_OBJECTIVE_:
Nothing but the line with "of the pier" and the lines after it, through the end of the records below, is to be repeated, exactly as it is.

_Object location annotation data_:
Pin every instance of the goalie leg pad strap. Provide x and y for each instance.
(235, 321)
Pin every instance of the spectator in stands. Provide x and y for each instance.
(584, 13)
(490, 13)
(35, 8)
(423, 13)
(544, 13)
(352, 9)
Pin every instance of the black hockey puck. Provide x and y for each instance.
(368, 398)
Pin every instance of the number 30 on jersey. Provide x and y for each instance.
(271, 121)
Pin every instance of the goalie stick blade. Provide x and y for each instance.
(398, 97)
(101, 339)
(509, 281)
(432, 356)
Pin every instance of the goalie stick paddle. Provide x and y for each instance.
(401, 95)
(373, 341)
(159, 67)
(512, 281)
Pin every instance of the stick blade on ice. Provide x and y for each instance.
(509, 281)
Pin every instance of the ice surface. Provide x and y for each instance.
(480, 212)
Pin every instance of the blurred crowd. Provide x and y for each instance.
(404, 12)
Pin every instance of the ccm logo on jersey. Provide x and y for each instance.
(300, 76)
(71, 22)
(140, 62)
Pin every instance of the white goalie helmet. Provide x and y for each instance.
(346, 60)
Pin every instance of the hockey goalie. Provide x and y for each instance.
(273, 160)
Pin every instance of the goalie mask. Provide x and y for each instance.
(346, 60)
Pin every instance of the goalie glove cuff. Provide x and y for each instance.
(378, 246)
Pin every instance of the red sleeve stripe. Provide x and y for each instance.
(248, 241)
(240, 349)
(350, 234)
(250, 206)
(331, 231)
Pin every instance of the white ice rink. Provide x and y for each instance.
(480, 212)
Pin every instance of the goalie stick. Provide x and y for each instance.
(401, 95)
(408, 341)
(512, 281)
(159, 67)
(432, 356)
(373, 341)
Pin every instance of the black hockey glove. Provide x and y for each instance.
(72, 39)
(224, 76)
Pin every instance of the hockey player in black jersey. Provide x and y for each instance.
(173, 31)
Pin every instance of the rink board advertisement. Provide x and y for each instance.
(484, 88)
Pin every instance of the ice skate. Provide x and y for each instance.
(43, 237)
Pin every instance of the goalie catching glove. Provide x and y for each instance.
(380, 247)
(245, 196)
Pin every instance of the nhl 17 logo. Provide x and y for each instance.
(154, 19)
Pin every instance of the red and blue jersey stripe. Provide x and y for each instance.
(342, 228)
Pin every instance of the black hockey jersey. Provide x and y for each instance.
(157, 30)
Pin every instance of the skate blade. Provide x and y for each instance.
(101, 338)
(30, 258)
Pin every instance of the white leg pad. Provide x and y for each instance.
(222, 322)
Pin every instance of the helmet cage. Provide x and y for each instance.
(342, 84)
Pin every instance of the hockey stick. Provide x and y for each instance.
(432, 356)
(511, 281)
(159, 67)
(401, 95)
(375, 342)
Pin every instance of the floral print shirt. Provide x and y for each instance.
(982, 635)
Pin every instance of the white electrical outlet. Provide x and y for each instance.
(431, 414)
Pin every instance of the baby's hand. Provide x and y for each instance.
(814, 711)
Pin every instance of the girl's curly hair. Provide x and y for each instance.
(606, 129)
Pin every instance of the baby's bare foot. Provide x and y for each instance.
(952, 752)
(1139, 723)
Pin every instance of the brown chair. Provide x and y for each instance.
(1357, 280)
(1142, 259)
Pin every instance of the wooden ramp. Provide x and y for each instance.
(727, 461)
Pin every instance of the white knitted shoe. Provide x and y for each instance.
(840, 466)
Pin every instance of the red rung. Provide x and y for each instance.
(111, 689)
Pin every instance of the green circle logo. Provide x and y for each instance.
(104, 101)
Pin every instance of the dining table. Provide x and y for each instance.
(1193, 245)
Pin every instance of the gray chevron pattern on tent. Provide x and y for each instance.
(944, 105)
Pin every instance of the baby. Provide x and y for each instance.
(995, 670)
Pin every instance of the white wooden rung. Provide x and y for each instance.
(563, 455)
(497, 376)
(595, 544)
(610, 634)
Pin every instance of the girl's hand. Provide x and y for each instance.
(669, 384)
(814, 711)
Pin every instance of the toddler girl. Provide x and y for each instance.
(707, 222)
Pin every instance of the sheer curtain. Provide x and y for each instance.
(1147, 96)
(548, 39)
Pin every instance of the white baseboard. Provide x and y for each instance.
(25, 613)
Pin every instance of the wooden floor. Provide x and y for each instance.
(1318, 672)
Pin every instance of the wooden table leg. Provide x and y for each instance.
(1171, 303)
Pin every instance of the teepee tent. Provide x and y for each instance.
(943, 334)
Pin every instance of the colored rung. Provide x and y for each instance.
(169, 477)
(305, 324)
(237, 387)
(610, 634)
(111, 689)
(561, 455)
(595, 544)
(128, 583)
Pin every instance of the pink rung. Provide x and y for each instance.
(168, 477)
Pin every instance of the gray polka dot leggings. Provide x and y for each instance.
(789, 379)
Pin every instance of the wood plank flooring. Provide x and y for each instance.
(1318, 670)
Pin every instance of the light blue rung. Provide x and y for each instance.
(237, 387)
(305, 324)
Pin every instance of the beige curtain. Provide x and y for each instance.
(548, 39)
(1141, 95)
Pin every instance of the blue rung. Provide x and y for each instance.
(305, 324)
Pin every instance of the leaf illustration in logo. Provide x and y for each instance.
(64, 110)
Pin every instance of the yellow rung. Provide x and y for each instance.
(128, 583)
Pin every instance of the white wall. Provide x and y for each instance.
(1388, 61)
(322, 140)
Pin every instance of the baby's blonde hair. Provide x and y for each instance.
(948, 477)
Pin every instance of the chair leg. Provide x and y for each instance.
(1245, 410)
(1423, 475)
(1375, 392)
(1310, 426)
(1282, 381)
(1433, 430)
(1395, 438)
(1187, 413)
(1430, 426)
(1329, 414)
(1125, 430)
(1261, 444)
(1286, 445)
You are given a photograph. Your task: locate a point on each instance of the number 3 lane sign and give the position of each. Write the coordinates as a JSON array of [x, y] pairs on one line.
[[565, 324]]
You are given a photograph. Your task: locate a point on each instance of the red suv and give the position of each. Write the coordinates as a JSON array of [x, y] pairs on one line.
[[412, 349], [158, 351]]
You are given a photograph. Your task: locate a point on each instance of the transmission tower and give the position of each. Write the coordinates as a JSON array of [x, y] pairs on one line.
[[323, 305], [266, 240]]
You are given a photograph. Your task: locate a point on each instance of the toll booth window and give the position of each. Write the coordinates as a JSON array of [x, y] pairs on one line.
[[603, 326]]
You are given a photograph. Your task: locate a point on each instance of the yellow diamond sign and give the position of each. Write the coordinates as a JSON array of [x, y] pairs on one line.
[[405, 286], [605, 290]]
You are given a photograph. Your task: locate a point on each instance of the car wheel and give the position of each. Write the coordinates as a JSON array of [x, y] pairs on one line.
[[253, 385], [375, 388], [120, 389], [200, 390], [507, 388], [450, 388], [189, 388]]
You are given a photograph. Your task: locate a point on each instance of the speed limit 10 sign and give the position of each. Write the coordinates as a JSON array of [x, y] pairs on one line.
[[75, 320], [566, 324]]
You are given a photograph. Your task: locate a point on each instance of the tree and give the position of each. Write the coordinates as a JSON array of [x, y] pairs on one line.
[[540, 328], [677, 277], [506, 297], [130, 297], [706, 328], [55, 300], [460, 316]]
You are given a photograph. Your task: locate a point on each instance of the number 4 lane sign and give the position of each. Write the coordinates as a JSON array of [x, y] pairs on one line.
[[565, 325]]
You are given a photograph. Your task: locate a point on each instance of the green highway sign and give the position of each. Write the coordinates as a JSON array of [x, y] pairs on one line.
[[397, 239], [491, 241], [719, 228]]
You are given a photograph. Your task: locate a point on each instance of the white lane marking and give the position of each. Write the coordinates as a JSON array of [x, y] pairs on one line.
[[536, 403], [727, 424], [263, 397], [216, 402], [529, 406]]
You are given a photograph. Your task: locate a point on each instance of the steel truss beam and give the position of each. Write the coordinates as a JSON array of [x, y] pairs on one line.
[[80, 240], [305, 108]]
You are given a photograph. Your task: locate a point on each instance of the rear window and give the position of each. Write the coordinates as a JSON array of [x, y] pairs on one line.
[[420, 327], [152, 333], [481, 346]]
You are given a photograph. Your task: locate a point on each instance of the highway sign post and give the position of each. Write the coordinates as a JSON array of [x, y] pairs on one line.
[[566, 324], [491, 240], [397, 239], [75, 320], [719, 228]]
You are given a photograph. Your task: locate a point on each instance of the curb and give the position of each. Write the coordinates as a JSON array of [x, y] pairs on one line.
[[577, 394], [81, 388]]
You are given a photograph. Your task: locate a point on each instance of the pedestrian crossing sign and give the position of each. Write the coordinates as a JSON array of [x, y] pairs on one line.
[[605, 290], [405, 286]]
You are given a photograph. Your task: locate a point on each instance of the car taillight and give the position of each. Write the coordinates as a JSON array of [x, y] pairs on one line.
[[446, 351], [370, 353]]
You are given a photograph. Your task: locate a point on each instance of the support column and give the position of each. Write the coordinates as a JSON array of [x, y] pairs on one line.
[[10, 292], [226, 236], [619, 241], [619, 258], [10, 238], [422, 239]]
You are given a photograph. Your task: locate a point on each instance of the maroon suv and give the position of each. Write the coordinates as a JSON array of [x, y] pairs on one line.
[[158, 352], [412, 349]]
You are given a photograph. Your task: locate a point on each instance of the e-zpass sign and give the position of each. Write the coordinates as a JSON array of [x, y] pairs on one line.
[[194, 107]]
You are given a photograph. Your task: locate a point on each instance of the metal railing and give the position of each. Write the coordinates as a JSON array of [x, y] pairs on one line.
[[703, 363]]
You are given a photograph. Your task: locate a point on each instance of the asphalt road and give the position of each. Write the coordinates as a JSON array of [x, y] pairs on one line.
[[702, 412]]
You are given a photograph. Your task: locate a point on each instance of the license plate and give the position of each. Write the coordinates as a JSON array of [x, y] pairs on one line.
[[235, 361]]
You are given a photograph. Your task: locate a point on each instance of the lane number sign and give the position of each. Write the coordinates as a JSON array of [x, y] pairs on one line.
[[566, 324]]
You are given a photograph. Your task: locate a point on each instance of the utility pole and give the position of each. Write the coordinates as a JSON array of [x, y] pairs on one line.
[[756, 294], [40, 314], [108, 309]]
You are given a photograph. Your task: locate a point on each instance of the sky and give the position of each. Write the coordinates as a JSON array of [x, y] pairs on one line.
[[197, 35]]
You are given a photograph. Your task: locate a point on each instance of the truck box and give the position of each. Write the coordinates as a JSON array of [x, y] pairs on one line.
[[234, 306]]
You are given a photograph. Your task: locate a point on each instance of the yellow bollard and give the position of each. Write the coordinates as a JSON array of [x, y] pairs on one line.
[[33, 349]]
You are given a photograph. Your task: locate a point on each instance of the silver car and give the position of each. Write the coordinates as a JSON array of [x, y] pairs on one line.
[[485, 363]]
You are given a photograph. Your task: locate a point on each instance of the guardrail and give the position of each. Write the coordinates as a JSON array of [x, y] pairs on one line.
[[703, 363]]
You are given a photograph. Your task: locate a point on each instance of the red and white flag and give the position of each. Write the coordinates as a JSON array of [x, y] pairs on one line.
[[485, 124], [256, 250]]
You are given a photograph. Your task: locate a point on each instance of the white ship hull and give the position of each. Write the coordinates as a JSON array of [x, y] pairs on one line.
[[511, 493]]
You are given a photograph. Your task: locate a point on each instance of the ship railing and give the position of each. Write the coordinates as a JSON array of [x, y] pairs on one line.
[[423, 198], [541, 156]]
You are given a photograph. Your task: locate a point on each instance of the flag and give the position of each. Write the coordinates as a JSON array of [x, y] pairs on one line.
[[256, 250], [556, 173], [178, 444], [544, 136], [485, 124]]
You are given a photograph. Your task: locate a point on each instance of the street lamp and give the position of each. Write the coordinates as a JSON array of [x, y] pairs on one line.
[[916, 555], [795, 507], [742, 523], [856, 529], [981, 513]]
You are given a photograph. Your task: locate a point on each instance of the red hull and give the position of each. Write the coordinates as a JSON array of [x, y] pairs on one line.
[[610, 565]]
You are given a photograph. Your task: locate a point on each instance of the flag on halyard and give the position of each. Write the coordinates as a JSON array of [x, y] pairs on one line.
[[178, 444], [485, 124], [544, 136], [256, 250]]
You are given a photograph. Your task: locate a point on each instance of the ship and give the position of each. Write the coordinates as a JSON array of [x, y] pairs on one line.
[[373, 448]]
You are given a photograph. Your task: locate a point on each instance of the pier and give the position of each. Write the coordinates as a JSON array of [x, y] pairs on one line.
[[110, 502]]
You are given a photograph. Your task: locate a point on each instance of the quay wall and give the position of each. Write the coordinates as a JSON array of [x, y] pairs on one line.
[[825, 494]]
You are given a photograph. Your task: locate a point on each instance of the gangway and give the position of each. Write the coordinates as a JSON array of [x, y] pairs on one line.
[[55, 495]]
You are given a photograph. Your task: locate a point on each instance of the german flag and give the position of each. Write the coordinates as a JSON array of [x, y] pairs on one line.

_COMPLETE ANSWER_:
You are given a photograph. Your task: locate a point on each instance of the pier and give the position of each. Write the coordinates as a JSON array of [x, y] pairs on one line.
[[110, 502]]
You are given a photograph. Your task: locate a point on each instance of the quay wall and give the position of each. Write the coordinates as a JSON array of [x, y] pairs on one line.
[[825, 494]]
You are given a photograph. Your task: locate a point on each instance of the gangway and give the position of each. Write the coordinates as a JSON array of [x, y] pairs on one line.
[[55, 495]]
You are given a photograph. Your task: locate a point on each instance of the german flag and give the position of each. Write the coordinates as a JSON array of [x, y] pairs on one line.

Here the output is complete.